## [Selected text]

One cardinal rule is this: after it’s done blooming, pruning can happen. So we start in late June by pruning the early spring flowering plants such as quince, fothergilla, lilac and forsythia. Later we’ll turn to rhododendrons, azaleas, weigelas, and the like. Evergreens such as yew, holly and boxwood are pruned in the summer once their bright green new growth hardens off. And we will also prune vegetative growth (meaning just leaves on a tall shooting sucker, no flower buds) from wisteria, rose and honeysuckle. Small flowering trees such as crabapple, dogwood and styrax can also be pruned in summer. We wait until August to prune birch and Japanese maple trees so that they do not bleed sap as they do in the spring.
Here at PBOG, we prefer a naturalistic style of pruning rather than shearing plants into balls. So you’ll see us out with our hand pruners, saws of all sizes, and loppers. This technique promotes openness so that air can circulate among the branches and leaves, leading to better overall plant health. There will be fewer hiding places for pests and diseases to gather.
If height needs to be reduced below a window, for example, we will work carefully to remove the tallest branches in a manner that will still promote natural form and bloom. Or we may recommend moving that particular shrub so that it can reach its full potential and suggest a more compact plant for the spot beneath the window.

## [Problems to work on]
**A.** In the pruning text, which early spring flowering plants are named as the ones pruned starting in late June? Please list all of them.
**B.** Rewrite the pruning text starting with "Here at PBOG, we" and going on through "diseases to gather.", changing "pests" to "insects".

Natural language region descriptions:
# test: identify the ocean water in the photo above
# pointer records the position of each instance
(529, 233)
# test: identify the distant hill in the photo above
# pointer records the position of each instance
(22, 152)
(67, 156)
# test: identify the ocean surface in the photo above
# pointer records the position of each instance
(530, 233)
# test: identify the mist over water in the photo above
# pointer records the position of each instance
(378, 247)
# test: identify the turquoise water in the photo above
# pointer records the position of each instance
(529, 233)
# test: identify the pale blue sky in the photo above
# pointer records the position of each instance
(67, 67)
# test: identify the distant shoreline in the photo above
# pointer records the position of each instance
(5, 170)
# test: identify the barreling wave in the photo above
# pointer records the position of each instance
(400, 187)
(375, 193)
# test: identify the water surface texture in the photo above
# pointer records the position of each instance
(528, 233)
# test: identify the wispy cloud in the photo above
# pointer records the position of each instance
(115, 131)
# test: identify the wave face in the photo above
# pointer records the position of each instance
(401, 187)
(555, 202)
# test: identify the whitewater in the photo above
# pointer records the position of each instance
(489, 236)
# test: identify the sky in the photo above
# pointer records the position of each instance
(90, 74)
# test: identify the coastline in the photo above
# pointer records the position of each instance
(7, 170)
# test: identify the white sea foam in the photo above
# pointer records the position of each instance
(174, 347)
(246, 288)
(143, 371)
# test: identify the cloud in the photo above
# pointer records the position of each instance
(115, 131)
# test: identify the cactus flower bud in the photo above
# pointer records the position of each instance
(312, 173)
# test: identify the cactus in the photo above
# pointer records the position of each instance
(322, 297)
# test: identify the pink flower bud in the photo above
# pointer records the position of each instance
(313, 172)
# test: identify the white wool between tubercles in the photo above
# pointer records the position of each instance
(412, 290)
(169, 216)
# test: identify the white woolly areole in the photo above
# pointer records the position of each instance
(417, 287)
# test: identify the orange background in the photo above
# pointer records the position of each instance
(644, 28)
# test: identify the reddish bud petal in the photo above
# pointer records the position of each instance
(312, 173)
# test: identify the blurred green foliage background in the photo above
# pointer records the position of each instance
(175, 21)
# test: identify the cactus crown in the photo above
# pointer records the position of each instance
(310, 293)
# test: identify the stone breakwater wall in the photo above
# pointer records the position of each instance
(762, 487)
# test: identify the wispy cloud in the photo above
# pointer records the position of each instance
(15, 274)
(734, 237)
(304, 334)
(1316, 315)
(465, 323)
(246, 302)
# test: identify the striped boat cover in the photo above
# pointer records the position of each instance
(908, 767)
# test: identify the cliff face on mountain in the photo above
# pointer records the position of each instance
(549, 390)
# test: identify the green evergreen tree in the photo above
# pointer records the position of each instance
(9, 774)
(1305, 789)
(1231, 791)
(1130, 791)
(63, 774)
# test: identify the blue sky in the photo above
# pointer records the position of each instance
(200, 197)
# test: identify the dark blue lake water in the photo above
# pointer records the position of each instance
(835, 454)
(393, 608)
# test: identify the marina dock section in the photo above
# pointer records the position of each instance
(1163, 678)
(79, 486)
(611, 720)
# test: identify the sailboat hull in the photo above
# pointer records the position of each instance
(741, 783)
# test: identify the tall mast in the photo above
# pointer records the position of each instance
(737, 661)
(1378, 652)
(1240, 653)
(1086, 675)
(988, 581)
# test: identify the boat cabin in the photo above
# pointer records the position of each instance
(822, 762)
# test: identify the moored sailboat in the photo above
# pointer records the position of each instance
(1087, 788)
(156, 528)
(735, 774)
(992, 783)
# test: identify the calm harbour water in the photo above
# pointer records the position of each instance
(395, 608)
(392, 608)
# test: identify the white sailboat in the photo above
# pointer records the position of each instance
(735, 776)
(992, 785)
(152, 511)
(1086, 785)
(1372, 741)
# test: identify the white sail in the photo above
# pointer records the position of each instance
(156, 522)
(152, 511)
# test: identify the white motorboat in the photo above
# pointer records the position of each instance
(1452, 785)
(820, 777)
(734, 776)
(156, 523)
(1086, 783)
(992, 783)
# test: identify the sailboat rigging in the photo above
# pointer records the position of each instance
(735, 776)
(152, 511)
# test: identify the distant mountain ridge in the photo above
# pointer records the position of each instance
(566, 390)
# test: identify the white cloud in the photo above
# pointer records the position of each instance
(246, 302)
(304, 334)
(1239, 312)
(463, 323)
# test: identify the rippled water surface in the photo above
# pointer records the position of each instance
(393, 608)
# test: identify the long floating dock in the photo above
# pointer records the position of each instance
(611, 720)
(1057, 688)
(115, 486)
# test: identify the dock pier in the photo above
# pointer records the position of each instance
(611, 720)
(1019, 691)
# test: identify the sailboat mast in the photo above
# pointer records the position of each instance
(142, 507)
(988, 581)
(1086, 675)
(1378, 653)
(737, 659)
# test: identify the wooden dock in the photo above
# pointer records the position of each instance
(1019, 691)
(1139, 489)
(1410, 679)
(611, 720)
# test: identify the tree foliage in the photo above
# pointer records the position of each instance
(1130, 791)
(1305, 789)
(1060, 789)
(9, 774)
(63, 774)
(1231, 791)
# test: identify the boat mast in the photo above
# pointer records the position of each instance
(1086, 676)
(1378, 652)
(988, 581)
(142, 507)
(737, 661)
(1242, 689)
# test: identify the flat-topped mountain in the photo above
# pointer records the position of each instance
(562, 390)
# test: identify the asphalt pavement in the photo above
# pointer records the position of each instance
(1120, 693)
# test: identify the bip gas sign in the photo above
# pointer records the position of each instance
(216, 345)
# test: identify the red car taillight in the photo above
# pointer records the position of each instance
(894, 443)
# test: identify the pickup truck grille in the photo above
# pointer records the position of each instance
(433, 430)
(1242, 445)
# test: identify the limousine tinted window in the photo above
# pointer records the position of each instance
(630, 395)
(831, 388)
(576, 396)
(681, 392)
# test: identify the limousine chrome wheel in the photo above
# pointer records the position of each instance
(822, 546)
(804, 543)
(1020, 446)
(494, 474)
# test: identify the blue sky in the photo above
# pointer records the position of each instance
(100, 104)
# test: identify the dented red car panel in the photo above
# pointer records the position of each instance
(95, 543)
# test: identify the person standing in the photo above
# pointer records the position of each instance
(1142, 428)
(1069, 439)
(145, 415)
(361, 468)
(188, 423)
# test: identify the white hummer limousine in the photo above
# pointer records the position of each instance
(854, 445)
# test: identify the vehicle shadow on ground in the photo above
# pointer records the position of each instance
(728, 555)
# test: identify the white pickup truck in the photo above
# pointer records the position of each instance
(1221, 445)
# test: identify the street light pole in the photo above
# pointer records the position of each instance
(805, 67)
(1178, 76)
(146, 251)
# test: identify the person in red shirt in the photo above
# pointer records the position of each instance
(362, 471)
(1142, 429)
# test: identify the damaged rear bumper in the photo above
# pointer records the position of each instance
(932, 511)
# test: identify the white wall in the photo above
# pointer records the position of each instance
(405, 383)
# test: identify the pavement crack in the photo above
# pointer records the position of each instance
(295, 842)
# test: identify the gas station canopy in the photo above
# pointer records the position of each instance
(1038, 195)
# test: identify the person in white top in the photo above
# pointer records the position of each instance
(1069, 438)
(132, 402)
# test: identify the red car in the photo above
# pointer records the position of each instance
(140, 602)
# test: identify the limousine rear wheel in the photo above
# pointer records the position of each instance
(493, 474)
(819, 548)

## [Answers to each task]
**A.** Quince, fothergilla, lilac, forsythia

**B.**
Here at PBOG, we prefer a naturalistic style of pruning rather than shearing plants into balls. So you’ll see us out with our hand pruners, saws of all sizes, and loppers. This technique promotes openness so that air can circulate among the branches and leaves, leading to better overall plant health. There will be fewer hiding places for insects and diseases to gather.